■ 작업 지시 ■
아래 자료의 모든 줄을 처음부터 끝까지 빠짐없이 옮겨 적으세요. 글자 하나도 바꾸지 마세요.

■ 자료 발췌 ■
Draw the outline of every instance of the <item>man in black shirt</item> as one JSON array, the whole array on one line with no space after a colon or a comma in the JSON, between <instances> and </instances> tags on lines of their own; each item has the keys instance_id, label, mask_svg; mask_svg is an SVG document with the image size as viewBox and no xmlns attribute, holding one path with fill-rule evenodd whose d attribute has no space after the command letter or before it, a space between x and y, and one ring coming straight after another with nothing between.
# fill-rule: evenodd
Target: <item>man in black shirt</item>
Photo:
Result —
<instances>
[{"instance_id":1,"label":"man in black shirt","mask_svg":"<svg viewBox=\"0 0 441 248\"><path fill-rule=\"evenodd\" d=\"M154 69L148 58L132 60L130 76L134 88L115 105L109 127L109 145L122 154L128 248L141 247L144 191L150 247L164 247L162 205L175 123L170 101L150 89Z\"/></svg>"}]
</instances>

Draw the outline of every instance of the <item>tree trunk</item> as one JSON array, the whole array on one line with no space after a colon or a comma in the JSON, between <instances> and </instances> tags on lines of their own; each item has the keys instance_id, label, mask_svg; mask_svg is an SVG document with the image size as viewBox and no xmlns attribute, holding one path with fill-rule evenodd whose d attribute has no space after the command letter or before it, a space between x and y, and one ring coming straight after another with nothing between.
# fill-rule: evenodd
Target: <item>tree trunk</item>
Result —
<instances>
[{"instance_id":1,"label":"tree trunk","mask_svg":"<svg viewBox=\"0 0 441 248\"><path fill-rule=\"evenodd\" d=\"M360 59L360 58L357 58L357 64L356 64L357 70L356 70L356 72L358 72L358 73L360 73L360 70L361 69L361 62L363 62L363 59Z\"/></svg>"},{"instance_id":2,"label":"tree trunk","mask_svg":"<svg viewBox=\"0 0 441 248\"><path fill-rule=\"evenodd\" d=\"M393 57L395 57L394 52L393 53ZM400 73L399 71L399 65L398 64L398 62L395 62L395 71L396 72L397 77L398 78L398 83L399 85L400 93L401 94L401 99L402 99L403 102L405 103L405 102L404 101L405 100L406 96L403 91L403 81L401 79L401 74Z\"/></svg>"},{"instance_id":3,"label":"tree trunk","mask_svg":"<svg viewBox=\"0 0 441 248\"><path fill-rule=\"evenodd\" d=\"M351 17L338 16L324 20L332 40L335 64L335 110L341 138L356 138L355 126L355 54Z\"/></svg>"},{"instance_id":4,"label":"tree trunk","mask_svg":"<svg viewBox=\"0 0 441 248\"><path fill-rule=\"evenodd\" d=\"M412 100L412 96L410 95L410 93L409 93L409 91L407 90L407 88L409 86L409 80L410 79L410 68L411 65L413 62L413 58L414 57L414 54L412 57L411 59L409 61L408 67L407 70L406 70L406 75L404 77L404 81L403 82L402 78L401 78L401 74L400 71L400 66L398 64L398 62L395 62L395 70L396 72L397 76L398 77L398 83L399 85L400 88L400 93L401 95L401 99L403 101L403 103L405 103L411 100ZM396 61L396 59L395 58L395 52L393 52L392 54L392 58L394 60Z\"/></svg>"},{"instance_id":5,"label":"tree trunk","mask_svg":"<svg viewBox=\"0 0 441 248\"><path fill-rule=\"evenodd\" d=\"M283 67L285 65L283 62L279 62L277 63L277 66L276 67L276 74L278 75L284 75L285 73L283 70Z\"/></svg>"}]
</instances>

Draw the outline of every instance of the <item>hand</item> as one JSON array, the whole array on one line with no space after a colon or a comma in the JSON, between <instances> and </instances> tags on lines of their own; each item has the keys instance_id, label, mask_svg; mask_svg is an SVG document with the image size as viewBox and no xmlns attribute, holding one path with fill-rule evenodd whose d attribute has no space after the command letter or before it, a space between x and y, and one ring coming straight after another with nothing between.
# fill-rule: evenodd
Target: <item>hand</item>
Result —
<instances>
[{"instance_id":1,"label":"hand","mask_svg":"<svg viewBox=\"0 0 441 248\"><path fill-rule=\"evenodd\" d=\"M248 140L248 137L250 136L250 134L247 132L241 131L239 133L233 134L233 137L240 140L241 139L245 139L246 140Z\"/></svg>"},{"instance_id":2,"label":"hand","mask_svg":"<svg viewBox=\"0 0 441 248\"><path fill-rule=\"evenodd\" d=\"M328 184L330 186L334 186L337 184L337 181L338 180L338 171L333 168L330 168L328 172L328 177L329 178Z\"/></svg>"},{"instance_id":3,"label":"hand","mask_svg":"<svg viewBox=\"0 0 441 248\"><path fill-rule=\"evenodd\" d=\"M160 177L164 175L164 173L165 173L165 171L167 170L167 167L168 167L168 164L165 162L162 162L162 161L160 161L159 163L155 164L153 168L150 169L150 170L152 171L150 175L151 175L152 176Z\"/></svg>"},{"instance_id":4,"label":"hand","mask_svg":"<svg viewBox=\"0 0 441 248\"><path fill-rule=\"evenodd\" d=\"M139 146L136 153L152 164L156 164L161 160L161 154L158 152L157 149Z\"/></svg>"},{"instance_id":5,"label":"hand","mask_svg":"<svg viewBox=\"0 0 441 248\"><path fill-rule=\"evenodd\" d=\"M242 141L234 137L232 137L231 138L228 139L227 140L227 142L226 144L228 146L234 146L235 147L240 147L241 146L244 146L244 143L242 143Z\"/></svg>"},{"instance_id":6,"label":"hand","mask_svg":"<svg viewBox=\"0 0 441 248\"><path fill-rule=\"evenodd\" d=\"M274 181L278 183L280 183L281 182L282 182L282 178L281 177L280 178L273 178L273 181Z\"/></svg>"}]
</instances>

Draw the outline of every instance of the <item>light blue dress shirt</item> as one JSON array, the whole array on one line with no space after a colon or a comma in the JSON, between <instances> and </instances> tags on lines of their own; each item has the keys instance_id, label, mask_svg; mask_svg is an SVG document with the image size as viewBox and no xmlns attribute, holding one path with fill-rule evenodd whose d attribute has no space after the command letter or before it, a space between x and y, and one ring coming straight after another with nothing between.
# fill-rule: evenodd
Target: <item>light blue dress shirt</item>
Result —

■ 작업 답변 ■
Draw the outline of every instance of the <item>man in black shirt</item> as one JSON array, the whole array on one line with no space after a colon or a comma in the JSON, between <instances> and </instances> tags on lines of their own; each item has the keys instance_id, label, mask_svg; mask_svg is an SVG document with the image size as viewBox and no xmlns attribute, holding one path with fill-rule evenodd whose d attribute has no space after the command letter or before it, a space between x and y, and one ring coming straight after another with nothing between.
# fill-rule: evenodd
Target: <item>man in black shirt</item>
Photo:
Result —
<instances>
[{"instance_id":1,"label":"man in black shirt","mask_svg":"<svg viewBox=\"0 0 441 248\"><path fill-rule=\"evenodd\" d=\"M154 69L148 58L132 60L130 76L134 88L115 105L109 127L109 145L122 154L128 248L141 247L144 191L150 247L164 247L162 205L175 123L170 101L150 89Z\"/></svg>"}]
</instances>

Draw the outline of every instance of the <item>tree trunk</item> as one JSON array, the whole array on one line with no space after a colon or a comma in the JSON, between <instances> and </instances> tags on lines of their own; each item has the keys instance_id, label, mask_svg; mask_svg is an SVG document with the image size as viewBox and no xmlns attribute, holding one path with fill-rule evenodd whose d attribute has no space after the command letter or before it, a space between x and y, and one ring coming straight after another with nothing between.
# fill-rule: evenodd
Target: <item>tree trunk</item>
Result —
<instances>
[{"instance_id":1,"label":"tree trunk","mask_svg":"<svg viewBox=\"0 0 441 248\"><path fill-rule=\"evenodd\" d=\"M360 59L360 58L357 58L357 64L356 64L357 70L356 70L356 72L358 72L358 73L360 73L360 70L361 69L361 62L363 62L363 59Z\"/></svg>"},{"instance_id":2,"label":"tree trunk","mask_svg":"<svg viewBox=\"0 0 441 248\"><path fill-rule=\"evenodd\" d=\"M393 57L395 57L394 52L393 53ZM400 73L399 71L399 65L398 64L398 62L395 62L395 71L396 72L397 77L398 78L398 83L399 85L400 93L401 94L401 99L402 99L403 102L405 103L405 102L404 101L405 100L406 96L403 91L403 81L401 79L401 74Z\"/></svg>"},{"instance_id":3,"label":"tree trunk","mask_svg":"<svg viewBox=\"0 0 441 248\"><path fill-rule=\"evenodd\" d=\"M351 17L338 16L324 20L332 40L335 64L335 110L341 138L356 138L355 126L355 54Z\"/></svg>"},{"instance_id":4,"label":"tree trunk","mask_svg":"<svg viewBox=\"0 0 441 248\"><path fill-rule=\"evenodd\" d=\"M412 100L412 96L410 95L410 93L409 93L409 91L407 90L407 88L409 86L409 80L410 79L410 68L411 65L413 62L413 58L414 57L414 54L412 57L411 59L409 61L408 67L407 70L406 70L406 75L404 77L404 81L403 82L402 78L401 78L401 74L400 71L400 66L398 64L398 62L395 62L395 70L396 72L397 76L398 77L398 83L399 85L400 88L400 93L401 95L401 99L403 101L403 103L405 103L411 100ZM396 61L396 59L395 58L395 52L393 52L392 54L392 58L394 60Z\"/></svg>"},{"instance_id":5,"label":"tree trunk","mask_svg":"<svg viewBox=\"0 0 441 248\"><path fill-rule=\"evenodd\" d=\"M283 67L285 65L283 62L279 62L277 63L277 66L276 67L276 74L278 75L284 75L285 73L283 70Z\"/></svg>"}]
</instances>

Draw the outline of every instance of the <item>hand</item> as one JSON array, the whole array on one line with no space after a colon or a comma in the JSON, between <instances> and </instances> tags on lines of their own; each item has the keys instance_id, label, mask_svg; mask_svg is an SVG document with the image size as viewBox and no xmlns attribute, holding one path with fill-rule evenodd whose d attribute has no space after the command letter or before it, a space between x and y, and one ring coming straight after another with nothing between.
# fill-rule: evenodd
Target: <item>hand</item>
Result —
<instances>
[{"instance_id":1,"label":"hand","mask_svg":"<svg viewBox=\"0 0 441 248\"><path fill-rule=\"evenodd\" d=\"M248 140L248 137L250 136L250 134L247 132L241 131L239 133L233 134L233 137L240 140L241 139L245 139L246 140Z\"/></svg>"},{"instance_id":2,"label":"hand","mask_svg":"<svg viewBox=\"0 0 441 248\"><path fill-rule=\"evenodd\" d=\"M328 184L330 186L334 186L337 184L337 181L338 180L338 171L333 168L330 168L328 172L328 177L329 178Z\"/></svg>"},{"instance_id":3,"label":"hand","mask_svg":"<svg viewBox=\"0 0 441 248\"><path fill-rule=\"evenodd\" d=\"M160 177L164 175L164 173L165 173L165 171L167 170L167 167L168 167L168 164L165 162L162 162L162 161L160 161L159 163L155 164L153 168L150 169L150 170L152 171L150 175L151 175L152 176Z\"/></svg>"},{"instance_id":4,"label":"hand","mask_svg":"<svg viewBox=\"0 0 441 248\"><path fill-rule=\"evenodd\" d=\"M139 146L136 153L152 164L156 164L161 160L161 154L158 152L157 149Z\"/></svg>"},{"instance_id":5,"label":"hand","mask_svg":"<svg viewBox=\"0 0 441 248\"><path fill-rule=\"evenodd\" d=\"M242 141L234 137L232 137L231 138L228 139L227 140L227 142L226 144L228 146L234 146L235 147L240 147L241 146L244 146L244 143L242 143Z\"/></svg>"},{"instance_id":6,"label":"hand","mask_svg":"<svg viewBox=\"0 0 441 248\"><path fill-rule=\"evenodd\" d=\"M274 181L278 183L280 183L281 182L282 182L282 178L281 177L280 178L273 178L273 181Z\"/></svg>"}]
</instances>

Draw the outline of every instance of the <item>light blue dress shirt</item> as one JSON array, the whole array on one line with no space after a colon or a comma in the JSON, between <instances> and </instances> tags on lines of their own; each item has the keys instance_id, label, mask_svg; mask_svg is an SVG document with the image size as viewBox and no xmlns attribute, holding one path with fill-rule evenodd whose d attribute has no space after the command letter or before it, a space between x and y, and one ring coming straight after another with nothing between.
# fill-rule: evenodd
Target: <item>light blue dress shirt</item>
Result —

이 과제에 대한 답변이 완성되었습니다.